• **DO THIS**
Select each line below that contains the string "nose" and copy those lines out.

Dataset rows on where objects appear
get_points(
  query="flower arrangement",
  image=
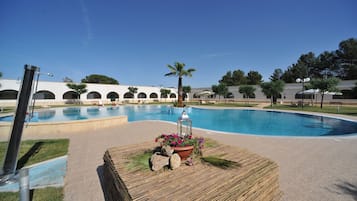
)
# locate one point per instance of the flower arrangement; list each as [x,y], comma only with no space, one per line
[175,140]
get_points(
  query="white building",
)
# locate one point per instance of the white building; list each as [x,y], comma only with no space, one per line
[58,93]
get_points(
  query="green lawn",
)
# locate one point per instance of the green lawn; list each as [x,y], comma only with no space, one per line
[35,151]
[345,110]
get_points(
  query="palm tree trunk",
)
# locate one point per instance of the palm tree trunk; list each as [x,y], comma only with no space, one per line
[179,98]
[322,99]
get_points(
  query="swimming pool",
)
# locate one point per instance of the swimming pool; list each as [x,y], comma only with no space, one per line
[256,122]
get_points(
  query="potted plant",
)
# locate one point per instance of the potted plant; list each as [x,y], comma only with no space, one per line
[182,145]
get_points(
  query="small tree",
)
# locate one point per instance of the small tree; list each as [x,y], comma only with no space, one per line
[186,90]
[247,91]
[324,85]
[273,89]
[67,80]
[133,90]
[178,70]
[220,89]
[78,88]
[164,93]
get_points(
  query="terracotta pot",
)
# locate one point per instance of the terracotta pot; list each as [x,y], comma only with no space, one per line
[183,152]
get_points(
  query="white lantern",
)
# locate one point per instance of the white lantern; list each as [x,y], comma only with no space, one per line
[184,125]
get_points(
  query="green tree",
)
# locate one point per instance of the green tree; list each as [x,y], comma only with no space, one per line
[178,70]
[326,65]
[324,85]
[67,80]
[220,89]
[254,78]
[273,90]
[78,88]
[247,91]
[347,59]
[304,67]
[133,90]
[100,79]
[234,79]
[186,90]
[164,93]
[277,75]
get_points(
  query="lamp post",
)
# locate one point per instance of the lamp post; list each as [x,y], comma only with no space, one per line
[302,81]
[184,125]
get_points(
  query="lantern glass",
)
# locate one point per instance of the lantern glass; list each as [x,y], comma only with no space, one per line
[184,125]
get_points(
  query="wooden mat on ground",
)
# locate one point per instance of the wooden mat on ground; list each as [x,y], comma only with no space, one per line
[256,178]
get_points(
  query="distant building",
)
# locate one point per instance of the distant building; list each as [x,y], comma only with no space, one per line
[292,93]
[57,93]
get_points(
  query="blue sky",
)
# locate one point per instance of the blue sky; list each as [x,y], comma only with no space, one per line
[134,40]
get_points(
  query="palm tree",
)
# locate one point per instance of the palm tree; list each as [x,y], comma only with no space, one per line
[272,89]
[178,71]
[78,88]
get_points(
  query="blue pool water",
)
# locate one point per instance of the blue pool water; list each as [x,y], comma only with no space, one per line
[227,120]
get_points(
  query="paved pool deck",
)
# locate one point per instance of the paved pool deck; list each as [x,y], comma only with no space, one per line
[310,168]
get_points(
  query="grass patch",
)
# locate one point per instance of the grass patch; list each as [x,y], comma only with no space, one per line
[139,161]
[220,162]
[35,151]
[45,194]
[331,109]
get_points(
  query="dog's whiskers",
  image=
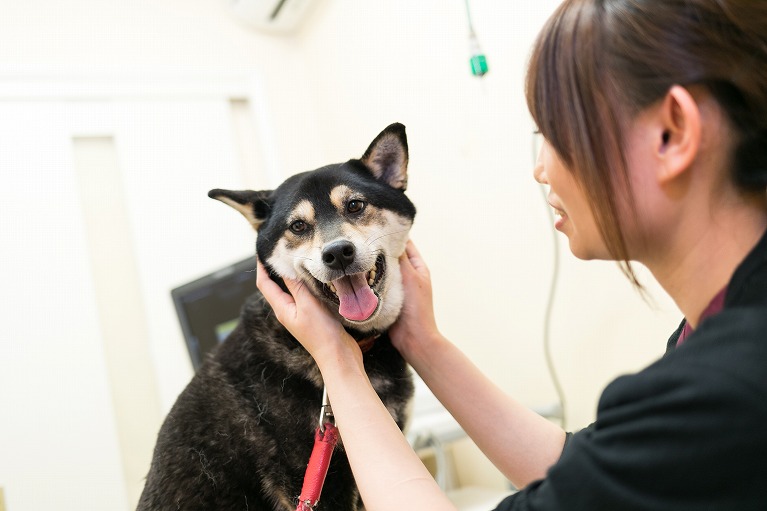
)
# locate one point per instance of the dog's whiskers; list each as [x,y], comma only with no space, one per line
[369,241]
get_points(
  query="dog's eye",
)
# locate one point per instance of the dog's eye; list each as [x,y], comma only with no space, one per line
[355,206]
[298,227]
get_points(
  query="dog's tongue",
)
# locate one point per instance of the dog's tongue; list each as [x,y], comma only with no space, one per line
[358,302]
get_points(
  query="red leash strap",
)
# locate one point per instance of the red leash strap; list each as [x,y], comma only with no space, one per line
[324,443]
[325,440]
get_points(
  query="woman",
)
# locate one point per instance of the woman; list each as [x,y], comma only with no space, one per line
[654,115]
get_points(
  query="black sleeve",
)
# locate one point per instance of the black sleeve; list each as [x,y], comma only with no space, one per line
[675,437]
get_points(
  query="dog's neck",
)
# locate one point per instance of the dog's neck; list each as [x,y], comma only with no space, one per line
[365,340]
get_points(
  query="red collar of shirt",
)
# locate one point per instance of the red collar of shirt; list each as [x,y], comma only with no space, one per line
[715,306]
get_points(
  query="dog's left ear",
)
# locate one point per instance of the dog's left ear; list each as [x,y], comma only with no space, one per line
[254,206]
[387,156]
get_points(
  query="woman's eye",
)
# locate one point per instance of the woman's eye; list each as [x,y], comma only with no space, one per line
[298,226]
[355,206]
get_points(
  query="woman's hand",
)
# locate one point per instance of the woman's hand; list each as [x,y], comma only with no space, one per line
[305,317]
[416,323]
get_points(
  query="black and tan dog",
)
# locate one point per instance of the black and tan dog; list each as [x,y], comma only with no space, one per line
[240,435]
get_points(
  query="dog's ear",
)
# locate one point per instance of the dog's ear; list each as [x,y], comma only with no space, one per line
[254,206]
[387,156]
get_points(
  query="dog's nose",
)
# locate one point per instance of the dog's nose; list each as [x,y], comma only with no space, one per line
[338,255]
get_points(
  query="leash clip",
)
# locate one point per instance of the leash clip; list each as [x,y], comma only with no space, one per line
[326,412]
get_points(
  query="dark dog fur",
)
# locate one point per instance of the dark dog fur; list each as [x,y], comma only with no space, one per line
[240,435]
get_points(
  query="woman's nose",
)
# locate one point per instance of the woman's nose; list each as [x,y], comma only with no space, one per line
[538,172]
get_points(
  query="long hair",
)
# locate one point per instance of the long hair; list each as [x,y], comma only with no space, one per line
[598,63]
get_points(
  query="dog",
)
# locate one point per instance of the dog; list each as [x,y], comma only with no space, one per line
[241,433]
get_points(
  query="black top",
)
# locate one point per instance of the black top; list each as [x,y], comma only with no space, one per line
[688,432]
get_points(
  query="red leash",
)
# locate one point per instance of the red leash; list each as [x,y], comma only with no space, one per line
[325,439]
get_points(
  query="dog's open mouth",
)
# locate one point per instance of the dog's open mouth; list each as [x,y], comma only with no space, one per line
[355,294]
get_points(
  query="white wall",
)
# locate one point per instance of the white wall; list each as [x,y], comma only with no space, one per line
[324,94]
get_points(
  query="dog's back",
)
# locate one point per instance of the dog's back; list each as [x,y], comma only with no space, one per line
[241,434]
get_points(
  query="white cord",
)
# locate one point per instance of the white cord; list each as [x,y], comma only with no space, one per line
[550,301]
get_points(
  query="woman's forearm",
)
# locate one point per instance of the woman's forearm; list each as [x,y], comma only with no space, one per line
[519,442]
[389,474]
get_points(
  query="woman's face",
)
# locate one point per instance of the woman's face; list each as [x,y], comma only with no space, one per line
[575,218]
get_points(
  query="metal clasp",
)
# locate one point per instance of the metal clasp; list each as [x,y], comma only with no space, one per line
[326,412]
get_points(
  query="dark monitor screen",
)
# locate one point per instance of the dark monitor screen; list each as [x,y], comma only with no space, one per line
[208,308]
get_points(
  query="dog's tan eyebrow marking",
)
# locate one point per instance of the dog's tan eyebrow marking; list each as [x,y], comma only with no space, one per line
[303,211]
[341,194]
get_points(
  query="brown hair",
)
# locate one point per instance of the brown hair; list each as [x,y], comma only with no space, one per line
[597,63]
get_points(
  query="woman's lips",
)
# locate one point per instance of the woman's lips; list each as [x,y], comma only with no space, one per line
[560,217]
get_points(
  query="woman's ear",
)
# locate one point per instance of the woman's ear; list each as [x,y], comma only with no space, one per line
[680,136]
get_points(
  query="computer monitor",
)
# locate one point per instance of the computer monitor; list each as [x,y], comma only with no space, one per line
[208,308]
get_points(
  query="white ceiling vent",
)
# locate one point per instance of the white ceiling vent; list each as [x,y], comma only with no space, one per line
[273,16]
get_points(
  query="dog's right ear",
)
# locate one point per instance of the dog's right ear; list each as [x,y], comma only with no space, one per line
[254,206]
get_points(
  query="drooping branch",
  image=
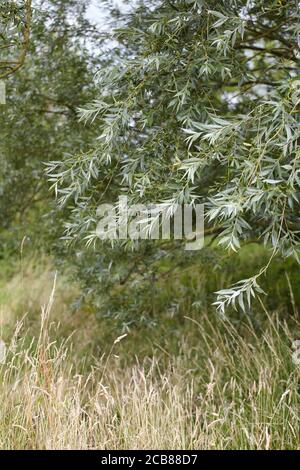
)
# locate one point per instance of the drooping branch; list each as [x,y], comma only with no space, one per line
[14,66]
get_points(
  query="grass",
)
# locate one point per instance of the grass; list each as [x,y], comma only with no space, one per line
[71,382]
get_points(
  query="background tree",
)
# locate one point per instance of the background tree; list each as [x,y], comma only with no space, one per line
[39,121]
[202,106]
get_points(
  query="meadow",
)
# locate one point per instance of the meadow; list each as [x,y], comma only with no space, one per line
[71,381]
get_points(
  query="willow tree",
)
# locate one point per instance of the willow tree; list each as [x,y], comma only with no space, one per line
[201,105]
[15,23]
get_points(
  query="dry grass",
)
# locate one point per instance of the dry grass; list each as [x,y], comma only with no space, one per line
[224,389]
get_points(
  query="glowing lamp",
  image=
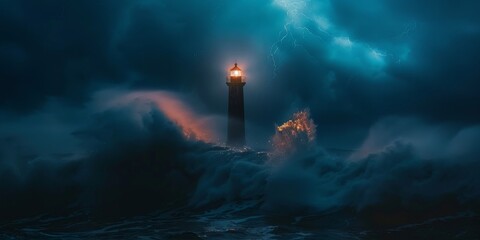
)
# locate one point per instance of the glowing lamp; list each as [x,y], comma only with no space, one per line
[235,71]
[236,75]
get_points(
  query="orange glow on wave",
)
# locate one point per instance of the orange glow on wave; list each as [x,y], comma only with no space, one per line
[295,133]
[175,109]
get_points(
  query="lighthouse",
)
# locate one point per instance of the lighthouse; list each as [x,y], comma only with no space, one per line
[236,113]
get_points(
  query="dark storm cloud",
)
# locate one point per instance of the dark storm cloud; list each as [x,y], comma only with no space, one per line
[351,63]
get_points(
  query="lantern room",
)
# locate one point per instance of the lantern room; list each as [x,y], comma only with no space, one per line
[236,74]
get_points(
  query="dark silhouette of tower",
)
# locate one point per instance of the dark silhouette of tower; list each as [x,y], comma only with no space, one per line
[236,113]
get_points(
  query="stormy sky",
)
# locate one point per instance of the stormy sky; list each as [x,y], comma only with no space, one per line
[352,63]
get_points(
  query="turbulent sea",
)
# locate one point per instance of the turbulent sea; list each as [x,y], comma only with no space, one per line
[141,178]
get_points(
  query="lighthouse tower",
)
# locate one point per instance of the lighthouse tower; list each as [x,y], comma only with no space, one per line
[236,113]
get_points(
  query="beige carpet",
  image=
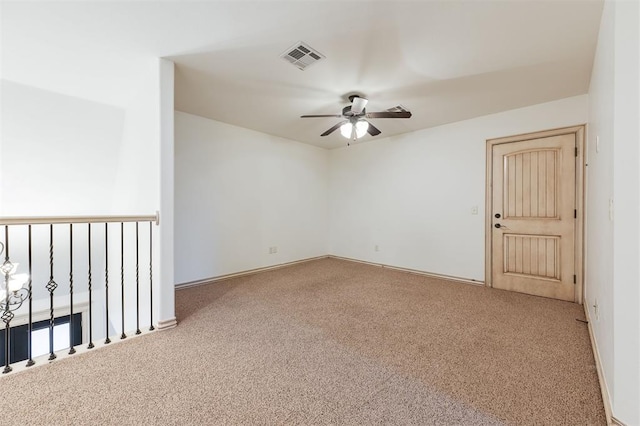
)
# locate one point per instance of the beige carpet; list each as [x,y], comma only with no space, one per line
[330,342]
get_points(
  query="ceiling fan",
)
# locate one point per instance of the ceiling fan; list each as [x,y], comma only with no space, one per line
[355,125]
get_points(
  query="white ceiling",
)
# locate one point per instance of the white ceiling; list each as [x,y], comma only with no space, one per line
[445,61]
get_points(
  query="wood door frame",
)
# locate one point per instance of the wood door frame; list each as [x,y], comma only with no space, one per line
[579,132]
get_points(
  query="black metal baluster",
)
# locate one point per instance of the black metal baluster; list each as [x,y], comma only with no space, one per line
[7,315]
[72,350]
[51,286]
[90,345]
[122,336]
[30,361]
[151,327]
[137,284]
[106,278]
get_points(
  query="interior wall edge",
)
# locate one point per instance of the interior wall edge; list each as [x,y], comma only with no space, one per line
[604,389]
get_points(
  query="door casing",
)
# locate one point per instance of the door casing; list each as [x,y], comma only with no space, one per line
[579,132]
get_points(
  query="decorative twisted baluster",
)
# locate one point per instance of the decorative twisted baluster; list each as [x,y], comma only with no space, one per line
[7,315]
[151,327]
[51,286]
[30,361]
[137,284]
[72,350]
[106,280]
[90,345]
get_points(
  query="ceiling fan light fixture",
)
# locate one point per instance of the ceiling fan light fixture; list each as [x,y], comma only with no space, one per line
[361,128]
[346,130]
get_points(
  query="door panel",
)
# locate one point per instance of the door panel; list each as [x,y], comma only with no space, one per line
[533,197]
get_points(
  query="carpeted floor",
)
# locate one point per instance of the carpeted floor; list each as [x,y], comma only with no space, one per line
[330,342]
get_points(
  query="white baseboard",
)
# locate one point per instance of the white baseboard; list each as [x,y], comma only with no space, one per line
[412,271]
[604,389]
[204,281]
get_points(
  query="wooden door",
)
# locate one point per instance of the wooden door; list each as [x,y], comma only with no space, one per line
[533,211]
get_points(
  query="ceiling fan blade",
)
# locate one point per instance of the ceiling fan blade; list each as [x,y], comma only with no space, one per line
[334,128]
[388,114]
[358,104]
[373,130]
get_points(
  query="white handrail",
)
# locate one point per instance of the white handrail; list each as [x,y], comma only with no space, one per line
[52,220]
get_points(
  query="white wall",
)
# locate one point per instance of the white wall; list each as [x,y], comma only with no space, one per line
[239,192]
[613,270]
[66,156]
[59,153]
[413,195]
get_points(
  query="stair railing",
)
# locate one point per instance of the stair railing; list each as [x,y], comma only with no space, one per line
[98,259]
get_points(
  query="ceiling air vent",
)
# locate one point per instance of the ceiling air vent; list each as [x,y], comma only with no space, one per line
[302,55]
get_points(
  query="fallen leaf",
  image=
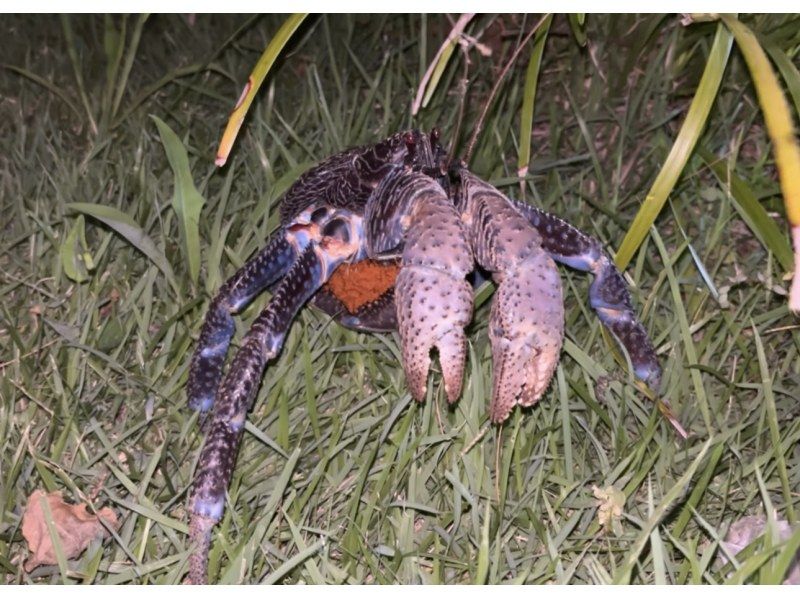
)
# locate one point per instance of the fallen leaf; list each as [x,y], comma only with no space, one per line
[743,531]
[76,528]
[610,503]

• **EXERCISE SOLUTION**
  query="dog's nose",
# locate one point per instance of the dog's nose; list each as [x,y], comma only with no space, one per line
  query="woman's nose",
# locate one point per instance of the woman's nose; list each as [x,y], comma only with no space, one per line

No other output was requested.